◆ Work instructions
Could you rewrite the paragraph beginning "The image of the grateful beast" in the text on the Androcles medals more briefly, keeping its main facts?

◆ Extract to read
== Segment start ==
The legend has figured on medals for various reasons over the course of four centuries. One attributed to Gioacchino Francesco Travani, using a design by Gian Lorenzo Bernini, was struck in 1659. It depicts on one side a relief bust of Pope Alexander VII surrounded by an acanthus leaf border. On the reverse a lion prostrates itself at the feet of an armed Androcles. The complimentary Latin inscription reads 'Domenico Jacobacci to the generous prince: Even a wild animal remembers a favor'. Jacobacci was the donor of the medal, which commemorates a pope who had been generous in rebuilding parts of Rome. The lion represents the grateful city paying homage at the feet of the 'warrior' on its behalf.

The image of the grateful beast was a natural choice for the medals awarded in yearly recognition of prize-winners at the Royal Dick Veterinary College in Edinburgh. Struck in copper and silver during the 1890s, they picture Androcles kneeling to relieve the suffering lion. In the background are a cliff on the left and palm trees on the right; Androcles is depicted with African features. A more schematic representation now forms the logo of the Faculty of Veterinary Medicine at Utrecht University.

In the 20th century, the Dutch Medal of Recognition 1940–1945 also pictured the scene of relieving the lion and was awarded to those who aided the Dutch during the period of World War II, or afterwards helped those who had suffered from the German occupation. The subject was chosen because a lion was the national symbol. The theme of gratitude is reinforced by the inscription about the edge: Sibi benefacit qui benefacit amico (He benefits himself who benefits a friend).
== Segment end ==
◆ Entries shown
== Segment start ==
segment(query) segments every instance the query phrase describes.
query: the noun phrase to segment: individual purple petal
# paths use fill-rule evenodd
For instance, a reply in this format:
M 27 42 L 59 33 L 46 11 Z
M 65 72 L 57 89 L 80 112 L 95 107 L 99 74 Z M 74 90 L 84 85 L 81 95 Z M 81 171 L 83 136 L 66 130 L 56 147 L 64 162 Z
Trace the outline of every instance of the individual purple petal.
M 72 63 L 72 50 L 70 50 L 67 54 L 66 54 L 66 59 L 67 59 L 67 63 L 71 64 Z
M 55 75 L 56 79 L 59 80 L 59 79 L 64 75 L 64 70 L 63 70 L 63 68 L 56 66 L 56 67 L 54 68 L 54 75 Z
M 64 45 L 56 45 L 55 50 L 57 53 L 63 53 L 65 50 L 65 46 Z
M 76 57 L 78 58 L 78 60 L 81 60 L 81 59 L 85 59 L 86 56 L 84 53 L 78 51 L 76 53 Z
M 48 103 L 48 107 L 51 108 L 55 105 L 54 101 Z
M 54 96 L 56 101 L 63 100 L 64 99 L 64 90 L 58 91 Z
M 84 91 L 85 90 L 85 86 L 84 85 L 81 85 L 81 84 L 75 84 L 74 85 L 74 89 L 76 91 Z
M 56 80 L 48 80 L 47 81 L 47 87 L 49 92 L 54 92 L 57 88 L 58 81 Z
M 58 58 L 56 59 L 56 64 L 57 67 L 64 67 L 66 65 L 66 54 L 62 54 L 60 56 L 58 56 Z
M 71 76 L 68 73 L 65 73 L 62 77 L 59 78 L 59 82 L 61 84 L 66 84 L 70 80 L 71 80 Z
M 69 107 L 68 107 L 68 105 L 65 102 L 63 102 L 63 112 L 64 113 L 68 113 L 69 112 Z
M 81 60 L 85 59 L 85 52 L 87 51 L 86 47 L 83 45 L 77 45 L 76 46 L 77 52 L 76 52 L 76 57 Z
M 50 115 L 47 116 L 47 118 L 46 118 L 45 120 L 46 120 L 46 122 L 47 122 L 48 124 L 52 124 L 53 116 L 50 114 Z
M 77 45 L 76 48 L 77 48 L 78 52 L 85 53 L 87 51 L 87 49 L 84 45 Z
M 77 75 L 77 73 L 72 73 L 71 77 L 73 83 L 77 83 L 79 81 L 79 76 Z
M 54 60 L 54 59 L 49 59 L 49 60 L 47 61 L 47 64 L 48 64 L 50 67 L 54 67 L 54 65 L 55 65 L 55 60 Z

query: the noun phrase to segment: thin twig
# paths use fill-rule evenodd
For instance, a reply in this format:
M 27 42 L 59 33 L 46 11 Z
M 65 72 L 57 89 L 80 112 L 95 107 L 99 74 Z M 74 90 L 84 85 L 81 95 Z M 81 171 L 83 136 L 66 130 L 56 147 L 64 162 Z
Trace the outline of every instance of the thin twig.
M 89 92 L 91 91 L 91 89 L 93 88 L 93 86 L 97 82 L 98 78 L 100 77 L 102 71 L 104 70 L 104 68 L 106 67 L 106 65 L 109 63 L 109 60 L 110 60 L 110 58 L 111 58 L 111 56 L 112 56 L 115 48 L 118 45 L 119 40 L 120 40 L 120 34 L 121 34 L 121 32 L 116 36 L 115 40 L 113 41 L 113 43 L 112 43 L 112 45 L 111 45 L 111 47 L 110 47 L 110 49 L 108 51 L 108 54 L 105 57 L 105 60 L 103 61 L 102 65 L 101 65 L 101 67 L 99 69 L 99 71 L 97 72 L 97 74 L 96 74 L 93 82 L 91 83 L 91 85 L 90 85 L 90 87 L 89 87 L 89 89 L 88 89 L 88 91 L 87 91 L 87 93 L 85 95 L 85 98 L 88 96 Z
== Segment end ==
◆ Solution
In the 1890s the Royal Dick Veterinary College in Edinburgh struck its yearly prize-winners' medals in copper and silver. They show the grateful beast: Androcles, depicted with African features, kneels to relieve the suffering lion, with a cliff to the left and palm trees to the right. A more schematic version is now the logo of Utrecht University's Faculty of Veterinary Medicine.